══ Exercise inputs
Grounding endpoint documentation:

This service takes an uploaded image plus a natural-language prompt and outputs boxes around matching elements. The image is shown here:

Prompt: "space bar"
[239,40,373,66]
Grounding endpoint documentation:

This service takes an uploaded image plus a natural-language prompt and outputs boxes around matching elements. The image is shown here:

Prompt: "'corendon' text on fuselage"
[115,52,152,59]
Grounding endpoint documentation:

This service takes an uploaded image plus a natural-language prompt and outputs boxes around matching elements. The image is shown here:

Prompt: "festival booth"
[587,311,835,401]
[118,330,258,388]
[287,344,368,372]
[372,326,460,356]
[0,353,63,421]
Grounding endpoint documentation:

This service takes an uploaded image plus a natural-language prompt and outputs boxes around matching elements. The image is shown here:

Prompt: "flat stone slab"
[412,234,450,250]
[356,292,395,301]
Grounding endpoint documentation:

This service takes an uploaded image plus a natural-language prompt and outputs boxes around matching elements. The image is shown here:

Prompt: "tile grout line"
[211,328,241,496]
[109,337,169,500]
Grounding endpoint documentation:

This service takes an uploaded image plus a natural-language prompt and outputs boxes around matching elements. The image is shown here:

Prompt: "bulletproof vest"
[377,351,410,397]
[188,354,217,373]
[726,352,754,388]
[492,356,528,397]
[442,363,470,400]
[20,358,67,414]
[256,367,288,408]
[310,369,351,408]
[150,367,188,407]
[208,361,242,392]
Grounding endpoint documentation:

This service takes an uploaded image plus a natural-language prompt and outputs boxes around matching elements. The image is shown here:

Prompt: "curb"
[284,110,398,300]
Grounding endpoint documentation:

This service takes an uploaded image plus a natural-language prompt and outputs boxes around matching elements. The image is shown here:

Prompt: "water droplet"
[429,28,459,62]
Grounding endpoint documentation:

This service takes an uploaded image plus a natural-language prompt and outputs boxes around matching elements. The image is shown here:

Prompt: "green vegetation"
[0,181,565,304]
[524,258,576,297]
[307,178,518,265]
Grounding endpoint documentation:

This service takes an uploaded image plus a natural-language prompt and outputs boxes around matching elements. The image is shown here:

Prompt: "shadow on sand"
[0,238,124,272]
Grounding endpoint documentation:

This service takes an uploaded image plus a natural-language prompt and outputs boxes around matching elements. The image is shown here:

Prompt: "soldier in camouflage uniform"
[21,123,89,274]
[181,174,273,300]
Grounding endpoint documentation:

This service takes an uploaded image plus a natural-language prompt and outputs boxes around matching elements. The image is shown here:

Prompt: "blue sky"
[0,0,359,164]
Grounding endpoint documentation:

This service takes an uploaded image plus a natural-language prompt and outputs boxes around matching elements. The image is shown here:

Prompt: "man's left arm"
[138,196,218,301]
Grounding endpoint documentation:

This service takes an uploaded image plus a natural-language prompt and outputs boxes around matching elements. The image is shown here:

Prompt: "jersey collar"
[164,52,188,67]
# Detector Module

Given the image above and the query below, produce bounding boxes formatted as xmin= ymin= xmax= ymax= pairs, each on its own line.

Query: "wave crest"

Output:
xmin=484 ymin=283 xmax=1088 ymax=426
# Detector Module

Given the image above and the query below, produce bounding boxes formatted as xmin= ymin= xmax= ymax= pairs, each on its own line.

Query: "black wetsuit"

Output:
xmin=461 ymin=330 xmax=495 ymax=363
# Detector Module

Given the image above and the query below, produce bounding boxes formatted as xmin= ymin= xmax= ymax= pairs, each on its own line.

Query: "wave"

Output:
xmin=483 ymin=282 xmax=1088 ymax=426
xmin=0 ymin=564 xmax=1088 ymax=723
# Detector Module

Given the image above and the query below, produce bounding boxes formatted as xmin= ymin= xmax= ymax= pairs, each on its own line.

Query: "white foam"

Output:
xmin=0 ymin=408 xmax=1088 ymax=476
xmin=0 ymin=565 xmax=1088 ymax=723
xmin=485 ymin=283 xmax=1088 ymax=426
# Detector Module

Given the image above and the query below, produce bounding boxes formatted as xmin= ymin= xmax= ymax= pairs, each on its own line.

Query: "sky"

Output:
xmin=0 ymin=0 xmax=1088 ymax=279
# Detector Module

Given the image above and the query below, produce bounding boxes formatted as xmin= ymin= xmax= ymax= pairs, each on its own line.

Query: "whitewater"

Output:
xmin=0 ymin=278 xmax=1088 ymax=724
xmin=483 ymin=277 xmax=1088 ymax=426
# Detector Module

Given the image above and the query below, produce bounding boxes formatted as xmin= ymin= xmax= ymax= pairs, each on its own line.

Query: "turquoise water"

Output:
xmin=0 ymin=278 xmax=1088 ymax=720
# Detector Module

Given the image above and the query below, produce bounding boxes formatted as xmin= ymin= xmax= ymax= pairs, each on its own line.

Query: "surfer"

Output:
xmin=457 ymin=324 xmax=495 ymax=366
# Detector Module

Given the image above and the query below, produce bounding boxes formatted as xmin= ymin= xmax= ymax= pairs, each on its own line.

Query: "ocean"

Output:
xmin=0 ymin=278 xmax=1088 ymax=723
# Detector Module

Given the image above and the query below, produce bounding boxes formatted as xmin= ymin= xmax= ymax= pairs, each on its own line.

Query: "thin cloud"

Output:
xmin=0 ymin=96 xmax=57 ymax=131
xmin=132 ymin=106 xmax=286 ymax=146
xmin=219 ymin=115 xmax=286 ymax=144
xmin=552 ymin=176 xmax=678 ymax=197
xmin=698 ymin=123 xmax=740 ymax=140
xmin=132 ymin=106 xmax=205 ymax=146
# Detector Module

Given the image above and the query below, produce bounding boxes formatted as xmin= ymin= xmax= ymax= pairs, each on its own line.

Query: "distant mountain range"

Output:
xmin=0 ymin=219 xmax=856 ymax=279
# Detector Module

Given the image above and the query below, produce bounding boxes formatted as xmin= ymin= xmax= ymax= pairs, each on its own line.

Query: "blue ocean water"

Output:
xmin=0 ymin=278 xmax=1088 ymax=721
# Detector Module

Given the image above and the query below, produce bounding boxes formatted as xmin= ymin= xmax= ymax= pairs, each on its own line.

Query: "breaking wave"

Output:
════
Rewrite all of the records above as a JSON list of strings, with one string for each line and the blank lines dropped.

● **The solution**:
[
  "Grounding endpoint documentation:",
  "This service takes an uploaded image plus a natural-language prompt and outputs boxes around matching elements. The image is shown here:",
  "Prompt: \"space bar\"",
  "[239,40,373,66]",
  "Grounding endpoint documentation:",
  "This service takes an uploaded image plus a natural-language prompt and outputs boxes around matching elements. The image is shown here:",
  "Prompt: \"'corendon' text on fuselage\"",
  "[115,52,152,59]",
  "Grounding endpoint documentation:",
  "This service takes an uploaded image plus a natural-language prompt and outputs boxes around matching elements. The image is shown here:",
  "Prompt: \"festival booth\"",
  "[587,311,835,401]",
  "[118,330,258,388]",
  "[287,344,368,372]",
  "[372,326,460,356]",
  "[0,353,63,421]",
  "Grounding endpoint documentation:",
  "This service takes an uploaded image plus a natural-language prompt and outputs boxes around matching elements. The image is shown here:",
  "Prompt: \"flat stone slab\"",
  "[412,234,450,250]",
  "[356,292,395,301]",
  "Grounding endpoint documentation:",
  "This service takes an uploaded image plus a natural-language prompt and outputs boxes around matching elements. The image is shown here:",
  "Prompt: \"tile grout line\"",
  "[211,328,241,496]",
  "[109,337,169,500]",
  "Grounding endpoint documentation:",
  "This service takes an uploaded image plus a natural-language prompt and outputs boxes around matching elements. The image is shown here:",
  "Prompt: \"bulletproof vest\"",
  "[377,351,410,397]",
  "[188,354,217,373]",
  "[726,352,754,388]",
  "[492,356,528,397]",
  "[442,363,470,400]",
  "[20,358,67,414]",
  "[256,367,288,408]",
  "[310,369,351,408]",
  "[150,367,188,407]",
  "[208,361,242,392]",
  "Grounding endpoint documentation:",
  "This service takes an uploaded image plus a natural-language prompt and outputs boxes around matching elements. The image is shown here:",
  "Prompt: \"curb\"",
  "[284,110,398,300]",
  "Grounding endpoint documentation:",
  "This service takes an uploaded image plus a natural-language prompt and outputs boxes around matching elements. The image is shown here:",
  "Prompt: \"water droplet\"",
  "[429,28,459,62]",
  "Grounding endpoint documentation:",
  "This service takes an uploaded image plus a natural-language prompt and outputs boxes around matching elements. The image is shown here:",
  "Prompt: \"green vegetation\"",
  "[0,181,565,304]",
  "[524,258,576,297]",
  "[307,178,518,265]",
  "Grounding endpoint documentation:",
  "This service takes an uploaded image plus a natural-language prompt and outputs boxes around matching elements. The image is shown here:",
  "Prompt: \"shadow on sand\"",
  "[0,238,124,272]",
  "Grounding endpoint documentation:",
  "This service takes an uploaded image plus a natural-language prompt and outputs boxes around matching elements. The image is shown here:",
  "Prompt: \"soldier in camouflage uniform\"",
  "[21,123,89,274]",
  "[181,174,273,300]",
  "Grounding endpoint documentation:",
  "This service takes an uploaded image plus a natural-language prompt and outputs boxes around matching elements. The image is shown here:",
  "Prompt: \"blue sky\"",
  "[0,0,359,164]",
  "Grounding endpoint documentation:",
  "This service takes an uploaded image plus a natural-language prompt and outputs boxes around matching elements. The image is shown here:",
  "Prompt: \"man's left arm\"",
  "[138,196,218,301]",
  "Grounding endpoint documentation:",
  "This service takes an uploaded image plus a natural-language prompt and outputs boxes around matching elements. The image is shown here:",
  "Prompt: \"jersey collar\"",
  "[164,52,188,67]",
  "# Detector Module",
  "Given the image above and the query below, produce bounding boxes formatted as xmin= ymin= xmax= ymax= pairs, each on its own line.",
  "Query: \"wave crest\"",
  "Output:",
  "xmin=484 ymin=283 xmax=1088 ymax=426",
  "# Detector Module",
  "Given the image above and the query below, produce bounding boxes formatted as xmin= ymin= xmax= ymax= pairs, each on its own line.",
  "Query: \"black wetsuit\"",
  "Output:",
  "xmin=461 ymin=330 xmax=495 ymax=363",
  "# Detector Module",
  "Given the image above and the query below, produce bounding boxes formatted as xmin= ymin= xmax= ymax= pairs, each on its own line.",
  "Query: \"wave\"",
  "Output:",
  "xmin=483 ymin=282 xmax=1088 ymax=426",
  "xmin=0 ymin=564 xmax=1088 ymax=723",
  "# Detector Module",
  "Given the image above and the query below, produce bounding boxes formatted as xmin= ymin= xmax= ymax= pairs, each on its own line.",
  "Query: \"white foam\"",
  "Output:",
  "xmin=0 ymin=408 xmax=1088 ymax=476",
  "xmin=0 ymin=565 xmax=1088 ymax=723",
  "xmin=485 ymin=283 xmax=1088 ymax=426",
  "# Detector Module",
  "Given the image above and the query below, produce bounding boxes formatted as xmin= ymin= xmax= ymax= pairs, each on its own line.",
  "Query: \"sky\"",
  "Output:",
  "xmin=0 ymin=0 xmax=1088 ymax=279",
  "# Detector Module",
  "Given the image above and the query below, produce bounding boxes formatted as xmin= ymin= xmax= ymax= pairs, each on its own line.",
  "Query: \"whitewater\"",
  "Output:",
  "xmin=0 ymin=278 xmax=1088 ymax=724",
  "xmin=483 ymin=277 xmax=1088 ymax=426",
  "# Detector Module",
  "Given the image above and the query below, produce bounding boxes formatted as xmin= ymin= xmax= ymax= pairs, each on its own line.",
  "Query: \"turquoise water\"",
  "Output:",
  "xmin=0 ymin=278 xmax=1088 ymax=720",
  "# Detector Module",
  "Given the image above and the query below, produce bounding boxes formatted as xmin= ymin= xmax= ymax= pairs, each on its own line.",
  "Query: \"surfer\"",
  "Output:",
  "xmin=457 ymin=324 xmax=495 ymax=366",
  "# Detector Module",
  "Given the image above and the query below, produce bounding boxes formatted as xmin= ymin= xmax= ymax= pairs, each on its own line.",
  "Query: \"ocean\"",
  "Output:",
  "xmin=0 ymin=278 xmax=1088 ymax=723",
  "# Detector Module",
  "Given the image above and the query below, produce bounding boxes formatted as xmin= ymin= xmax= ymax= pairs, each on its own line.",
  "Query: \"thin cloud\"",
  "Output:",
  "xmin=0 ymin=96 xmax=57 ymax=131",
  "xmin=132 ymin=106 xmax=286 ymax=146",
  "xmin=219 ymin=115 xmax=286 ymax=144",
  "xmin=552 ymin=176 xmax=678 ymax=197",
  "xmin=698 ymin=123 xmax=740 ymax=140",
  "xmin=132 ymin=106 xmax=205 ymax=146",
  "# Detector Module",
  "Given the image above and the query below, produce bounding boxes formatted as xmin= ymin= xmax= ymax= pairs, each on its own line.",
  "Query: \"distant mountain range\"",
  "Output:",
  "xmin=0 ymin=219 xmax=856 ymax=279",
  "# Detector Module",
  "Given the image above and the query below, produce bounding boxes formatted as xmin= ymin= xmax= ymax= pairs, each on its own line.",
  "Query: \"blue ocean water\"",
  "Output:",
  "xmin=0 ymin=278 xmax=1088 ymax=721",
  "# Detector Module",
  "Given the image above and the query below, produce bounding boxes formatted as xmin= ymin= xmax= ymax= pairs, each on its own line.",
  "Query: \"breaking wave\"",
  "Output:"
]